Start of READING TEXT

No additional risks/hazards, warnings, or limitations	No additional hazards were identified, and no unexpected test results were observed.
Maintains normal throughput for routine CT	Reconstruction times with Deep Learning Image Reconstruction support a normal throughput for routine CT.

2. Sample Size Used for the Test Set and Data Provenance

• Test Set Sample Size: The text states "the identical raw datasets obtained on GEHC's Revolution Ascend, Revolution Frontier and Discovery CT750 HD systems". However, the number of cases or specific sample size for these datasets is not explicitly stated.
• Data Provenance: The raw datasets were "obtained on GEHC's Revolution Ascend, Revolution Frontier and Discovery CT750 HD systems". The country of origin is not specified, and it is stated that the study used retrospective raw datasets (i.e., existing data, not newly acquired data for the study).

End of READING TEXT

- THE TASK -
Update the CT reconstruction excerpt between "No additional risks/hazards, warnings, or" and "for the study).", inclusive, and write it out with every occurrence of "raw datasets" changed to "source datasets".

Start of RECORDED INFORMATION

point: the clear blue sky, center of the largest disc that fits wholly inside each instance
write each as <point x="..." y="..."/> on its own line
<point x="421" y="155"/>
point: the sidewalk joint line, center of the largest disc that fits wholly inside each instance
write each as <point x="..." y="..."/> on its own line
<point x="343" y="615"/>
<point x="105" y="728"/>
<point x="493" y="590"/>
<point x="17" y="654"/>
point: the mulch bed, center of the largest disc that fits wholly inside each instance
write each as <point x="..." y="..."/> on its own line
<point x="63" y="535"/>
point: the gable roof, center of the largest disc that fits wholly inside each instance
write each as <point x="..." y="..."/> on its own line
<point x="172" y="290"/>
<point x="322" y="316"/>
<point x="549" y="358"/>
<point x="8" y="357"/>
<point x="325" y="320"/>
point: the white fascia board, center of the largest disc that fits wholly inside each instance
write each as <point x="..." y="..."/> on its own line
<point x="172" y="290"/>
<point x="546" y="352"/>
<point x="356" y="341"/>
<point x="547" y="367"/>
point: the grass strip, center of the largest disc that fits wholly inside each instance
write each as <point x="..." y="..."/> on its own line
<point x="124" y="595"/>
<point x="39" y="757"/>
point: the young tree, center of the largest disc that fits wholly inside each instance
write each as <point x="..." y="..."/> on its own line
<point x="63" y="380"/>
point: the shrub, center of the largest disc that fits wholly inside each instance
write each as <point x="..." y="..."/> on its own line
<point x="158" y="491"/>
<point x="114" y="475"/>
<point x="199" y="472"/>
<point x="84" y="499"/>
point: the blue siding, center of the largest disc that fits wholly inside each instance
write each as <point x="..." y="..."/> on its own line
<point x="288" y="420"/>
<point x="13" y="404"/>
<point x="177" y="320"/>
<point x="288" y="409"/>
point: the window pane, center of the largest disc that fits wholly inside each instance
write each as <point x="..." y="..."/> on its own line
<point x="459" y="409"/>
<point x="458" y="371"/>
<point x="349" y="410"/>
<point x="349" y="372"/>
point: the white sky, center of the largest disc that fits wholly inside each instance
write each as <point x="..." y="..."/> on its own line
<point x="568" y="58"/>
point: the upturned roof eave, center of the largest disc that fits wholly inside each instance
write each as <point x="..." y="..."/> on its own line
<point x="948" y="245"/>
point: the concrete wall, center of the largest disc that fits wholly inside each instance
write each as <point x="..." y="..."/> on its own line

End of RECORDED INFORMATION

- WRITTEN SOLUTION -
No additional risks/hazards, warnings, or limitations	No additional hazards were identified, and no unexpected test results were observed.
Maintains normal throughput for routine CT	Reconstruction times with Deep Learning Image Reconstruction support a normal throughput for routine CT.

2. Sample Size Used for the Test Set and Data Provenance

• Test Set Sample Size: The text states "the identical source datasets obtained on GEHC's Revolution Ascend, Revolution Frontier and Discovery CT750 HD systems". However, the number of cases or specific sample size for these datasets is not explicitly stated.
• Data Provenance: The source datasets were "obtained on GEHC's Revolution Ascend, Revolution Frontier and Discovery CT750 HD systems". The country of origin is not specified, and it is stated that the study used retrospective source datasets (i.e., existing data, not newly acquired data for the study).